> CHALLENGE A:
Do these statements agree with the post about the US and Islamist extremism? Answer yes or no to each, quoting the exact words from the post that settle it.
(i) Mosaddegh's government in Iran was overthrown in 1953.
(ii) Muslim armies are occupying Western lands.
(iii) The argument the post criticizes treats the conflict as beginning on 9/11.
> CHALLENGE B:
Answer these questions from the post about the US and Islamist extremism:
(i) In what year was Mosaddegh's government in Iran overthrown?
(ii) What does the post say the West has an overriding addiction to?
(iii) What short phrase does the post use to sum up the argument it questions?
> CHALLENGE C:
Pick up the post about the US and Islamist extremism after its last sentence and keep writing it.

> SELECTED EXTRACT:
•••••

Perhaps the United States has no real choice in the matter. Maybe the war is being brought to the US.

quote:

Owner 59
If that`s the way they want to play it,we gotta drone for their murderous asses..........for as long as they want to dance.


Here, the argument is put that the US is essentially conducting a defensive operation against aggressive Islamist extremists. 'They started it, we'll finish it'. Is that really the case? Is it true that the US is an innocent victim of 'eebil Mooslem' fanatics?

This argument ignores a long history of Western intervention in Muslim lands, dating back to the events leading up to and surrounding foundation of Israel in 1949, the overthrow of Mosaddegh's democratic government in Iran in 1953, the propping up of Western-friendly dictators throughout the Arab world and the West's overriding addiction to Middle Eastern oil. This argument is unable to account for the fact that it is Western armies that are invading and occupying Muslim lands, there are no Muslim armies invading or occupying Western lands. This argument dates the conflict as starting on 9/11 and ignores everything that preceded that atrocity.

•••••

> DATASET EXTRACT:
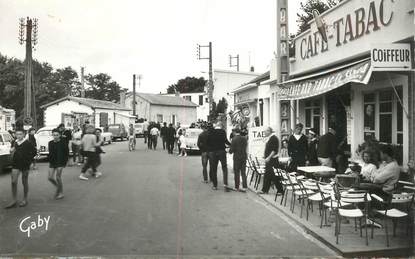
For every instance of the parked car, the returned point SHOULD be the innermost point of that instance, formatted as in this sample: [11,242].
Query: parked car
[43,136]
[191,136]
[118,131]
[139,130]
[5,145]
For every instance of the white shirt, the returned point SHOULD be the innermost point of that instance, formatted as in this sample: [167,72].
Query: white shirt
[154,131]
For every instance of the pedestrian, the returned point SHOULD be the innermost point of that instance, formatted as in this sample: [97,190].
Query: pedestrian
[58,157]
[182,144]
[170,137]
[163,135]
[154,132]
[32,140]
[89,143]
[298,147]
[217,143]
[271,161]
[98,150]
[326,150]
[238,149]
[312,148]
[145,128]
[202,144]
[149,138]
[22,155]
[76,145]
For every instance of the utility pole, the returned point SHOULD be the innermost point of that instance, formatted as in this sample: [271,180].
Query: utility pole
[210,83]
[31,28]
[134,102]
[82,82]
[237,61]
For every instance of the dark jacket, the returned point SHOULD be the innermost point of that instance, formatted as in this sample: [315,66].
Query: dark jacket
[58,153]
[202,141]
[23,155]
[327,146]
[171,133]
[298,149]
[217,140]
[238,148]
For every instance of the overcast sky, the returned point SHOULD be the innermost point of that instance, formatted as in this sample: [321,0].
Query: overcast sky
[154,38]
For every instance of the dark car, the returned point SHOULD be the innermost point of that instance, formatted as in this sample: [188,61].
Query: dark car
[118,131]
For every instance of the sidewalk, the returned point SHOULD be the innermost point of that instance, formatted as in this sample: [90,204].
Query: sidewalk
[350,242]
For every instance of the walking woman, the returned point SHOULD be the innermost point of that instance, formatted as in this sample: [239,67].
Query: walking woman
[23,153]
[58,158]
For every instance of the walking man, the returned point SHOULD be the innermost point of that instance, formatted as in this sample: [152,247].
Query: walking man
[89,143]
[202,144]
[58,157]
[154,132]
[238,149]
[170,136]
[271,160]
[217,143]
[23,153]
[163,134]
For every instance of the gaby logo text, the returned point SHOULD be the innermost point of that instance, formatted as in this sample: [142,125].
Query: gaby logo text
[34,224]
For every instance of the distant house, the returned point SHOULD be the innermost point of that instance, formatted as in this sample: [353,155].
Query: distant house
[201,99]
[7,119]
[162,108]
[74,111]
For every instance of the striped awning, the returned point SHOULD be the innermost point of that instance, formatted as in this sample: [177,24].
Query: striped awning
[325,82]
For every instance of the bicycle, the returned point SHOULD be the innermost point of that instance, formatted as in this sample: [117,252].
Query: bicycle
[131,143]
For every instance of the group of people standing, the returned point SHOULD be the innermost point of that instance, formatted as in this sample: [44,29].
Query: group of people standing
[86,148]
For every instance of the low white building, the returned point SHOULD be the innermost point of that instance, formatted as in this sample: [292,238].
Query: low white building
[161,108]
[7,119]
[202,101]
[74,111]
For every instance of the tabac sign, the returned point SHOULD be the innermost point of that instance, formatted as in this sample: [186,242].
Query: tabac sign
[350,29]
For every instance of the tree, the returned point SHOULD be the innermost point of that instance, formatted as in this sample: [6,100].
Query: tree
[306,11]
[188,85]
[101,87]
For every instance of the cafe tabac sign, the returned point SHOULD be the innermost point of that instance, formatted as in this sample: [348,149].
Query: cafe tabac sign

•••••

> EXERCISE RESULT A:
(i) Yes: "the overthrow of Mosaddegh's democratic government in Iran in 1953"
(ii) No: "there are no Muslim armies invading or occupying Western lands"
(iii) Yes: "This argument dates the conflict as starting on 9/11"

> EXERCISE RESULT B:
(i) 1953
(ii) Middle Eastern oil
(iii) 'They started it, we'll finish it'

> EXERCISE RESULT C:
But above all, if we can agree that the goal from the US's perspective is or ought to be defeating Al Quada and the likes, this argument fails to account in any way for the US's choice of a strategy guaranteed to fail. Treating terrorism as a military issue is a strategy guaranteed to fail. One need look no further than Iran or Afghanistan or Palestine to see this claim confirmed.

So, from where I sit, casting the US as purely the victim of events fails to withstand any scrutiny. A far more realistic appraisal of the US's role is needed.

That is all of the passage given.